» Tasks for this exercise
a. The study summary on deubiquitinating enzymes says DUBs take part in DNA damage repair and cell cycle regulation. What reason does it give for why that involvement matters?
b. In the study summary on deubiquitinating enzymes, copy the text from "Purpose of the" to "cell cycle control.".

» Text shown
[Start of Attachment]
Purpose of the Study:

  • To review the role of deubiquitinating (DUB) enzymes in epigenetic regulation.
  • To explore the impact of DUBs on transcription factors, histone modifications, DNA repair, and cell cycle.
  • To discuss the implications of DUBs in tumorigenesis and their potential as cancer therapeutics.

Main Methods:

  • Literature review focusing on deubiquitinating enzymes and their epigenetic functions.
  • Analysis of the regulatory roles of DUBs in gene expression, DNA damage repair, and cell cycle control.
  • Discussion of the link between DUB dysregulation and cancer development, progression, and metastasis.

Main Results:

  • Deubiquitinating enzymes play significant roles in regulating transcription factors and histone modifications.
  • DUBs are involved in DNA damage repair pathways and cell cycle regulation, crucial for maintaining genomic stability.
  • Imbalances in ubiquitination/deubiquitination pathways are associated with cancer development and metastasis.

Conclusions:

  • Deubiquitinating enzymes are vital regulators of epigenetic processes implicated in cancer.
  • Understanding DUB functions offers insights into tumorigenesis mechanisms.
  • Targeting DUBs presents a promising therapeutic strategy for cancer treatment.
[End of Attachment]
» Source information
[Start of Attachment]
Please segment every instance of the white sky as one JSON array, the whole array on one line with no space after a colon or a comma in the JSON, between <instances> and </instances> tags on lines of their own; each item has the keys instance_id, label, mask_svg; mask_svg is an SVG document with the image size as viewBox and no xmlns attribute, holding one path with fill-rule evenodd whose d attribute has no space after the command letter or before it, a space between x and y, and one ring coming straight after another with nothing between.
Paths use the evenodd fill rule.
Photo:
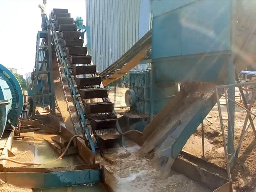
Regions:
<instances>
[{"instance_id":1,"label":"white sky","mask_svg":"<svg viewBox=\"0 0 256 192\"><path fill-rule=\"evenodd\" d=\"M68 9L71 17L82 17L85 25L85 1L48 0L47 16L53 8ZM0 0L0 63L17 68L21 75L32 71L35 65L36 35L41 30L38 5L42 3Z\"/></svg>"}]
</instances>

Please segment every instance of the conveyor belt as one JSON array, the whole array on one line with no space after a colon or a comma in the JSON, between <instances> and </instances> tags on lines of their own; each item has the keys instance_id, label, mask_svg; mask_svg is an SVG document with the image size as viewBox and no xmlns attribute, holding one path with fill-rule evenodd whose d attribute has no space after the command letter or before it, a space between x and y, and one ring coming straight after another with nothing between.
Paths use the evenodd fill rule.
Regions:
<instances>
[{"instance_id":1,"label":"conveyor belt","mask_svg":"<svg viewBox=\"0 0 256 192\"><path fill-rule=\"evenodd\" d=\"M127 52L100 74L105 86L128 73L145 57L146 51L151 48L151 30L149 31Z\"/></svg>"},{"instance_id":2,"label":"conveyor belt","mask_svg":"<svg viewBox=\"0 0 256 192\"><path fill-rule=\"evenodd\" d=\"M83 46L83 40L79 39L76 25L68 10L54 9L50 19L61 81L66 87L63 86L65 100L71 118L75 111L78 115L74 116L79 119L72 119L73 125L76 128L78 121L82 132L77 133L84 135L85 132L86 143L92 150L96 153L94 146L98 144L102 153L104 148L120 143L122 140L113 104L108 100L107 90L101 85L101 78L96 74L96 66L91 65L92 57L87 55L87 48ZM96 98L101 101L95 102ZM73 105L69 104L72 101Z\"/></svg>"}]
</instances>

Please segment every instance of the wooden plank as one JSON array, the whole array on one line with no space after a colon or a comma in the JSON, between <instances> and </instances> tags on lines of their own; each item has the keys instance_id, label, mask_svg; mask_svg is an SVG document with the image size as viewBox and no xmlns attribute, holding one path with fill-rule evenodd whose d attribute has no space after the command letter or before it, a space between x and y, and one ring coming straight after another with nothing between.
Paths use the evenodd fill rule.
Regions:
<instances>
[{"instance_id":1,"label":"wooden plank","mask_svg":"<svg viewBox=\"0 0 256 192\"><path fill-rule=\"evenodd\" d=\"M27 119L24 118L20 118L20 122L25 123L28 124L32 125L35 127L40 128L41 129L44 130L47 132L52 134L60 134L60 132L51 127L48 127L46 125L43 125L37 122L31 121Z\"/></svg>"},{"instance_id":2,"label":"wooden plank","mask_svg":"<svg viewBox=\"0 0 256 192\"><path fill-rule=\"evenodd\" d=\"M229 181L221 186L213 192L231 192L232 190L232 183Z\"/></svg>"},{"instance_id":3,"label":"wooden plank","mask_svg":"<svg viewBox=\"0 0 256 192\"><path fill-rule=\"evenodd\" d=\"M41 168L39 167L4 167L4 172L25 172L32 173L50 173L60 171L76 171L86 169L99 169L100 164L91 164L74 165L68 167L53 167L52 168Z\"/></svg>"},{"instance_id":4,"label":"wooden plank","mask_svg":"<svg viewBox=\"0 0 256 192\"><path fill-rule=\"evenodd\" d=\"M12 158L12 159L22 162L34 162L35 156L35 146L33 142L34 132L22 133L21 136L24 137L24 140L13 140L12 141L12 152L15 156ZM25 152L26 153L24 153ZM4 165L4 167L21 167L24 166L24 165L9 161L6 161Z\"/></svg>"},{"instance_id":5,"label":"wooden plank","mask_svg":"<svg viewBox=\"0 0 256 192\"><path fill-rule=\"evenodd\" d=\"M65 139L60 135L57 135L51 137L52 140L56 142L61 147L65 147L68 143L69 140Z\"/></svg>"},{"instance_id":6,"label":"wooden plank","mask_svg":"<svg viewBox=\"0 0 256 192\"><path fill-rule=\"evenodd\" d=\"M31 117L37 123L43 124L57 131L60 130L60 118L51 114L35 115Z\"/></svg>"},{"instance_id":7,"label":"wooden plank","mask_svg":"<svg viewBox=\"0 0 256 192\"><path fill-rule=\"evenodd\" d=\"M13 139L14 135L14 132L13 131L12 131L11 132L11 133L10 133L4 144L4 148L3 149L0 157L8 158L8 150L10 151L11 150L12 144L12 140ZM0 165L0 165L0 169L2 170L3 169L6 163L6 161L5 160L2 160L0 161Z\"/></svg>"},{"instance_id":8,"label":"wooden plank","mask_svg":"<svg viewBox=\"0 0 256 192\"><path fill-rule=\"evenodd\" d=\"M68 140L69 141L74 135L67 129L61 125L60 131L61 136ZM73 140L76 142L79 155L86 163L88 164L95 163L94 154L81 140L82 139L77 138Z\"/></svg>"}]
</instances>

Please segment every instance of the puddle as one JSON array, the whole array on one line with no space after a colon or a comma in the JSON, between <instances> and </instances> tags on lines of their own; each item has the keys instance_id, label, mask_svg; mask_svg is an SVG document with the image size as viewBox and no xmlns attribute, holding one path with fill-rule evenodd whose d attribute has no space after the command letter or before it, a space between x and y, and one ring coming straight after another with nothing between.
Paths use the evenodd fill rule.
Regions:
<instances>
[{"instance_id":1,"label":"puddle","mask_svg":"<svg viewBox=\"0 0 256 192\"><path fill-rule=\"evenodd\" d=\"M45 189L35 189L33 192L103 192L108 191L102 183L92 184L67 187L57 187Z\"/></svg>"}]
</instances>

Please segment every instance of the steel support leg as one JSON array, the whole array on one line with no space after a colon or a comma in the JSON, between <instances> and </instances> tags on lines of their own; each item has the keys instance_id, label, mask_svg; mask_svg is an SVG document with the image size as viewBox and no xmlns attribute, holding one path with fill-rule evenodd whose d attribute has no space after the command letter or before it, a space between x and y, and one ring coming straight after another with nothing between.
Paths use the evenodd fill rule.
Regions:
<instances>
[{"instance_id":1,"label":"steel support leg","mask_svg":"<svg viewBox=\"0 0 256 192\"><path fill-rule=\"evenodd\" d=\"M155 90L155 75L156 68L154 63L151 64L151 75L150 76L150 121L152 121L154 117L154 101L155 97L154 95L154 90Z\"/></svg>"}]
</instances>

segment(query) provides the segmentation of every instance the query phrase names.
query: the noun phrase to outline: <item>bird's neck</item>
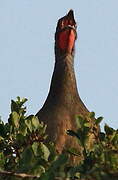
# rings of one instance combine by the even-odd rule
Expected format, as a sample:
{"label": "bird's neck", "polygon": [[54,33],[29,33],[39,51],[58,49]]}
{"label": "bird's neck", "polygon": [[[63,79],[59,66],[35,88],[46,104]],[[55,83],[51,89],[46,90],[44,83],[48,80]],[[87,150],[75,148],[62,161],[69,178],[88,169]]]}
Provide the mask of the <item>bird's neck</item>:
{"label": "bird's neck", "polygon": [[71,54],[57,56],[48,99],[55,103],[69,104],[77,98],[74,57]]}

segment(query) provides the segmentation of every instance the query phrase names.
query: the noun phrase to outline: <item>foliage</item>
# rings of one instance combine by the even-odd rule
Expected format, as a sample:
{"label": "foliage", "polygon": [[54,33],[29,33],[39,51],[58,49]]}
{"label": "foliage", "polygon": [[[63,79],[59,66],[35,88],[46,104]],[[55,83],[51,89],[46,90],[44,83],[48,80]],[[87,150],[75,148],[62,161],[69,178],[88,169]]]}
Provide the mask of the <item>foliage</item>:
{"label": "foliage", "polygon": [[[82,148],[82,158],[78,165],[71,166],[69,154],[80,154],[71,147],[64,154],[56,154],[54,144],[45,143],[46,126],[36,116],[26,115],[26,101],[20,97],[12,100],[8,123],[0,120],[0,180],[22,179],[23,173],[25,179],[39,180],[118,179],[118,130],[106,124],[104,132],[96,133],[95,127],[100,124],[102,117],[95,119],[93,112],[88,117],[78,116],[77,132],[68,130],[67,134],[77,138]],[[93,126],[89,123],[91,119],[94,119]],[[95,142],[89,146],[91,133]]]}

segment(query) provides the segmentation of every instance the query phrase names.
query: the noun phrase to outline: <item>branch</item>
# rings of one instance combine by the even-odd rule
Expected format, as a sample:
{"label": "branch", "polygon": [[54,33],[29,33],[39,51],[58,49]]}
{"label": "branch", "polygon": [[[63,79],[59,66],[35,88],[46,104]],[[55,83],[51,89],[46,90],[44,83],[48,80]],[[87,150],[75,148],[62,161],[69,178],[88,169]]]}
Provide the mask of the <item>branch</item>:
{"label": "branch", "polygon": [[15,176],[18,178],[39,178],[39,176],[34,176],[30,174],[16,173],[16,172],[10,172],[10,171],[1,171],[1,170],[0,170],[0,175]]}

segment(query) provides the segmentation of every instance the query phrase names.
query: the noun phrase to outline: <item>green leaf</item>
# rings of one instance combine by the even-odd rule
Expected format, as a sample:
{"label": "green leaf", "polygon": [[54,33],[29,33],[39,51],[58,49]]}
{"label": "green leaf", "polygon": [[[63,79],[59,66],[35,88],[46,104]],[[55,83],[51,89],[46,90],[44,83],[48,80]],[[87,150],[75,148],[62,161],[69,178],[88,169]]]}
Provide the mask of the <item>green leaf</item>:
{"label": "green leaf", "polygon": [[75,148],[69,148],[68,152],[70,154],[72,154],[72,155],[75,155],[75,156],[80,156],[81,155],[81,153],[77,149],[75,149]]}
{"label": "green leaf", "polygon": [[85,120],[83,119],[82,116],[80,116],[80,115],[77,116],[77,118],[76,118],[76,124],[77,124],[78,129],[83,128],[84,122],[85,122]]}
{"label": "green leaf", "polygon": [[34,129],[38,129],[39,128],[40,123],[39,123],[38,117],[36,117],[36,116],[32,117],[32,125],[33,125]]}
{"label": "green leaf", "polygon": [[13,127],[18,128],[18,127],[19,127],[19,120],[20,120],[19,114],[18,114],[17,112],[13,111],[13,112],[10,114],[9,123],[10,123]]}
{"label": "green leaf", "polygon": [[61,154],[56,161],[52,163],[50,168],[43,174],[39,179],[40,180],[53,180],[56,176],[59,168],[63,166],[68,160],[68,156],[66,154]]}
{"label": "green leaf", "polygon": [[90,118],[95,118],[95,113],[94,112],[90,112],[89,117]]}
{"label": "green leaf", "polygon": [[35,158],[32,152],[32,148],[29,146],[22,153],[22,156],[19,162],[20,170],[23,172],[27,172],[28,170],[30,170],[34,164],[34,160]]}
{"label": "green leaf", "polygon": [[45,161],[48,161],[48,158],[49,158],[49,155],[50,155],[50,151],[49,149],[47,148],[47,146],[43,143],[40,143],[40,149],[41,151],[43,152],[43,159]]}

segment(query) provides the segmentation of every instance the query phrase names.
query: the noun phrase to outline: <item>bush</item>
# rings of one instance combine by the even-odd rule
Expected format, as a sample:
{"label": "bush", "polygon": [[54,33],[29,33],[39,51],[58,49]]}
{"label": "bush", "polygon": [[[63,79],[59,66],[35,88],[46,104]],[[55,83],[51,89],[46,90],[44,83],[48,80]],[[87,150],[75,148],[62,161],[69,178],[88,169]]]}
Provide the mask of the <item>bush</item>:
{"label": "bush", "polygon": [[[26,115],[26,101],[20,97],[12,100],[8,123],[0,120],[0,180],[118,179],[118,130],[106,124],[105,132],[100,132],[94,145],[89,147],[89,119],[95,118],[95,114],[78,116],[77,132],[68,130],[67,134],[78,139],[83,159],[71,167],[68,164],[69,154],[80,154],[71,147],[64,154],[56,154],[54,144],[45,143],[46,125],[36,116]],[[95,125],[101,121],[102,117],[97,118]]]}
[End of Attachment]
» Expected results
a. DNA damage repair and cell cycle regulation are crucial for maintaining genomic stability.

b.
Purpose of the Study:

  • To review the role of deubiquitinating (DUB) enzymes in epigenetic regulation.
  • To explore the impact of DUBs on transcription factors, histone modifications, DNA repair, and cell cycle.
  • To discuss the implications of DUBs in tumorigenesis and their potential as cancer therapeutics.

Main Methods:

  • Literature review focusing on deubiquitinating enzymes and their epigenetic functions.
  • Analysis of the regulatory roles of DUBs in gene expression, DNA damage repair, and cell cycle control.